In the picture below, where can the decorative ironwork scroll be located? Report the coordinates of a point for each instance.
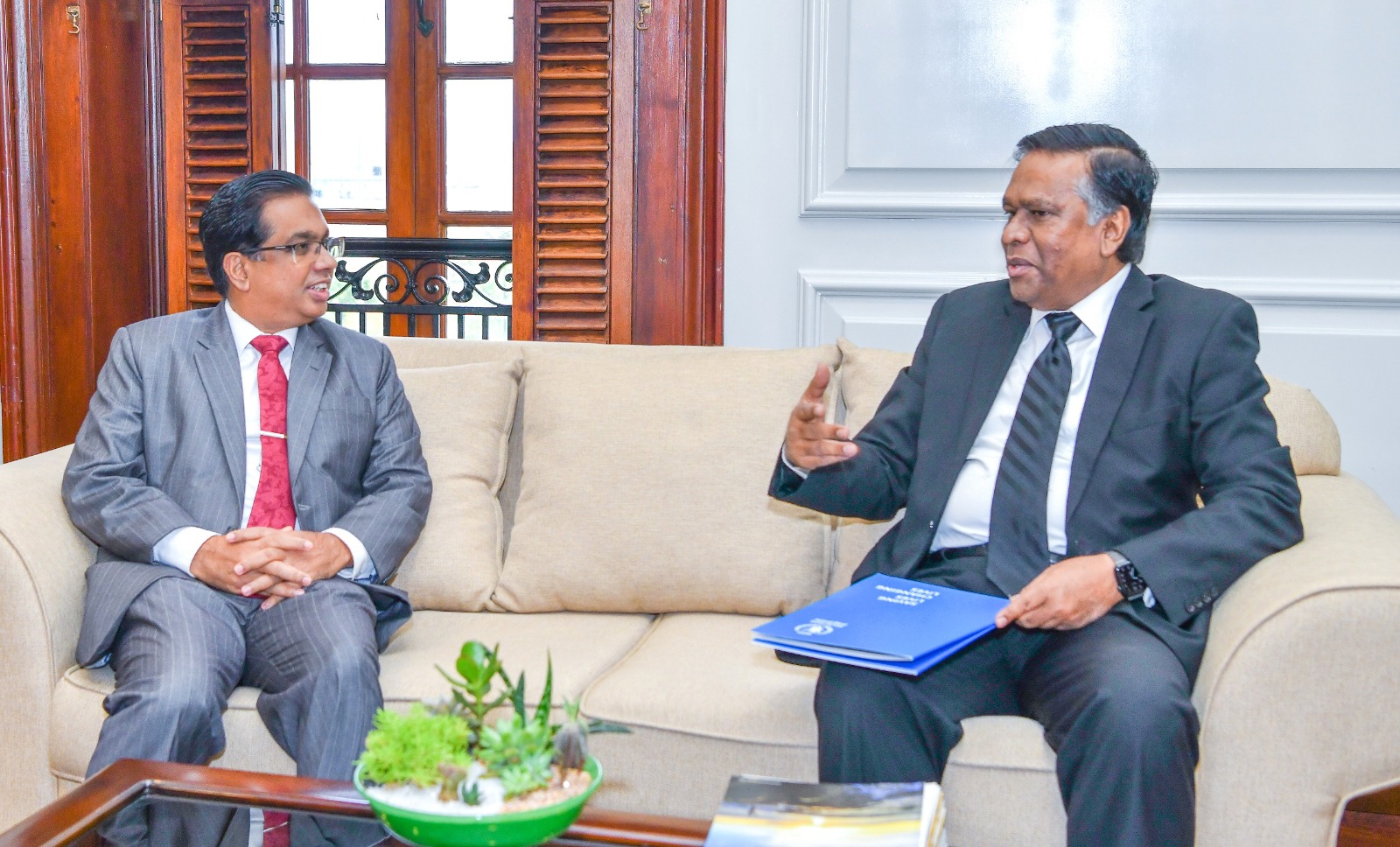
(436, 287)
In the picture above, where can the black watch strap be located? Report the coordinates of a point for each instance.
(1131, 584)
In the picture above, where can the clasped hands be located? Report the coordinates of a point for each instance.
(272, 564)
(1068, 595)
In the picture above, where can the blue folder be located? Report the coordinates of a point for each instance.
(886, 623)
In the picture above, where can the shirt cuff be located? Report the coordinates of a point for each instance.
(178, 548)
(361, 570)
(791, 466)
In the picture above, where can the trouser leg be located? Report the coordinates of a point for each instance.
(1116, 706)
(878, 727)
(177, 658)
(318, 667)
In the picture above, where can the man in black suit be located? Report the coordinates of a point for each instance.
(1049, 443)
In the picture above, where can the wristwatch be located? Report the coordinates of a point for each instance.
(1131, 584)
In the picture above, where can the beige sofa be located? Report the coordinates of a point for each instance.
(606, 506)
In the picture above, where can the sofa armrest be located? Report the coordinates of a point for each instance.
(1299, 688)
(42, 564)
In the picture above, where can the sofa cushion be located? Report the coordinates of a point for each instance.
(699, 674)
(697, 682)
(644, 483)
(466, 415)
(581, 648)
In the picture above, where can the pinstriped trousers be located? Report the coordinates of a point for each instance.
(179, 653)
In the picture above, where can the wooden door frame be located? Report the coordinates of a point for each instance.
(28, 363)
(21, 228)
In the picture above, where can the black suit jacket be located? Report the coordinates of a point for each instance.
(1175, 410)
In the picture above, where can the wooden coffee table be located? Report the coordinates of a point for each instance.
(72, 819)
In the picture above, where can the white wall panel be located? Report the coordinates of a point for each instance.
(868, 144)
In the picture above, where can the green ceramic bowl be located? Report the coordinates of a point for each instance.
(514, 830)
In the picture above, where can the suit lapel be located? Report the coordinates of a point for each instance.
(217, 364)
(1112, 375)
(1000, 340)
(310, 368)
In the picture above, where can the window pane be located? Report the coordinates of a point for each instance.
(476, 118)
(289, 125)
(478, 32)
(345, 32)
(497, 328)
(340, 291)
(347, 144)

* * *

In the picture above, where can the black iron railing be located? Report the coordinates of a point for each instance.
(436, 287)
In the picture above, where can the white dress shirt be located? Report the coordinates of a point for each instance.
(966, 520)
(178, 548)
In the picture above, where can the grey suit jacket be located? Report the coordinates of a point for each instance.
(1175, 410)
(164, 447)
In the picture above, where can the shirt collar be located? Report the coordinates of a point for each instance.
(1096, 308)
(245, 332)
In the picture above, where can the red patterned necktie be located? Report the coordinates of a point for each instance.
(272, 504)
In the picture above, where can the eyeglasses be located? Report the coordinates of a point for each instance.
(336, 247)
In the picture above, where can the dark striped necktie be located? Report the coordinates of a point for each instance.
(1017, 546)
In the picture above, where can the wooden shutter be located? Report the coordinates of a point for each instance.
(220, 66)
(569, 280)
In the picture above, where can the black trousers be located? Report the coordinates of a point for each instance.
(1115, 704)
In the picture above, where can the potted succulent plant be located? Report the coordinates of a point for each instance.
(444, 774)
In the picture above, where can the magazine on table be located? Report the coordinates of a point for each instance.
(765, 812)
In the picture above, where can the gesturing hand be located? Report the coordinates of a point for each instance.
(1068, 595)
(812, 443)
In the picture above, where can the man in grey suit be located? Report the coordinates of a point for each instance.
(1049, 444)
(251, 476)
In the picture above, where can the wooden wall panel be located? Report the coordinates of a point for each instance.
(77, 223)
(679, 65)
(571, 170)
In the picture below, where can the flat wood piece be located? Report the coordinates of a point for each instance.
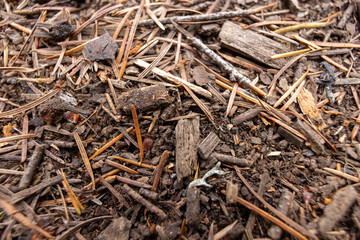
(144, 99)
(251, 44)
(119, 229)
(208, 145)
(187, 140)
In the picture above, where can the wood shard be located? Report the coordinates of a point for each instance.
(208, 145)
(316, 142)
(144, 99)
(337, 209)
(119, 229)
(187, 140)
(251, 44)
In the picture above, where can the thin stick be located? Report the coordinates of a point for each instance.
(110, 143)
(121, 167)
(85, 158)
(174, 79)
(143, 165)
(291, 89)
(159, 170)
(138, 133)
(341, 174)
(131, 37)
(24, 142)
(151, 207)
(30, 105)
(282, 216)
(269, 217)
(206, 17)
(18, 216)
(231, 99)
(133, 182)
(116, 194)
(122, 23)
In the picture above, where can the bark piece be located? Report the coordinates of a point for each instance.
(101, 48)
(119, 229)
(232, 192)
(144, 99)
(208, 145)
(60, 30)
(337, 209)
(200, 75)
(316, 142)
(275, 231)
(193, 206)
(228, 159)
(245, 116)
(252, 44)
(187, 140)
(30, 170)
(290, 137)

---

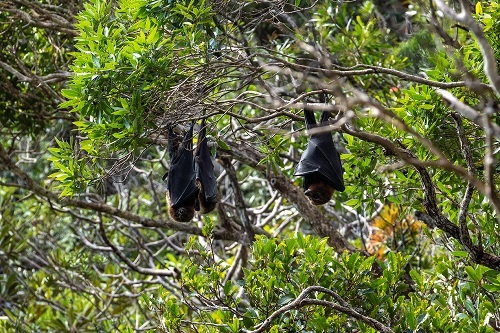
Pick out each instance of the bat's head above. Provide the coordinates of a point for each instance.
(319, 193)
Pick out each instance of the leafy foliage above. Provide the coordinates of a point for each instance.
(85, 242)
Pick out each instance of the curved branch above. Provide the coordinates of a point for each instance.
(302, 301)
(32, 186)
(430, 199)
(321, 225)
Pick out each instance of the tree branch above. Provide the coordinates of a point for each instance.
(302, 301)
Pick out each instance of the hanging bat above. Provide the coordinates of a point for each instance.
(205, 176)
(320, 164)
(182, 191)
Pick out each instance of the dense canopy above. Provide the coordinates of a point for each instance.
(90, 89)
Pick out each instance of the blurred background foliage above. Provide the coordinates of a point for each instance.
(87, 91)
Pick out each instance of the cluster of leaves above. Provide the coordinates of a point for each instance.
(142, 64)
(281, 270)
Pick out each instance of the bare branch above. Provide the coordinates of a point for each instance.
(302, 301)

:: Directions ::
Show every line in the items above that contains the word "Provide", copying each line in full.

:: Complete output ::
Pick out each instance of the bat's head above. Provide the coordinates of a point for each instance.
Pick out each instance of the leafy foliage above. Provide the coordinates of a point for each instance.
Pick out each instance of the curved branch above. Provide the coordinates of a point for each instance.
Pick out each instance of the tree branch above. Provide the coordinates of a point for each instance.
Pick out each instance of the hanging bat above. Provide the coordinates of a point for each instance.
Pick out each instance of the dense canopy above. Provide the coordinates of a point for each instance.
Pick out each instance of the blurred background foliage above. Provide the coordinates of a point for each instance.
Pick out each instance of the cluster of leaves above. Provide the coordinates of a point for each instance.
Pick out each instance of the bare branch above. Provide the coordinates of a point for each instance.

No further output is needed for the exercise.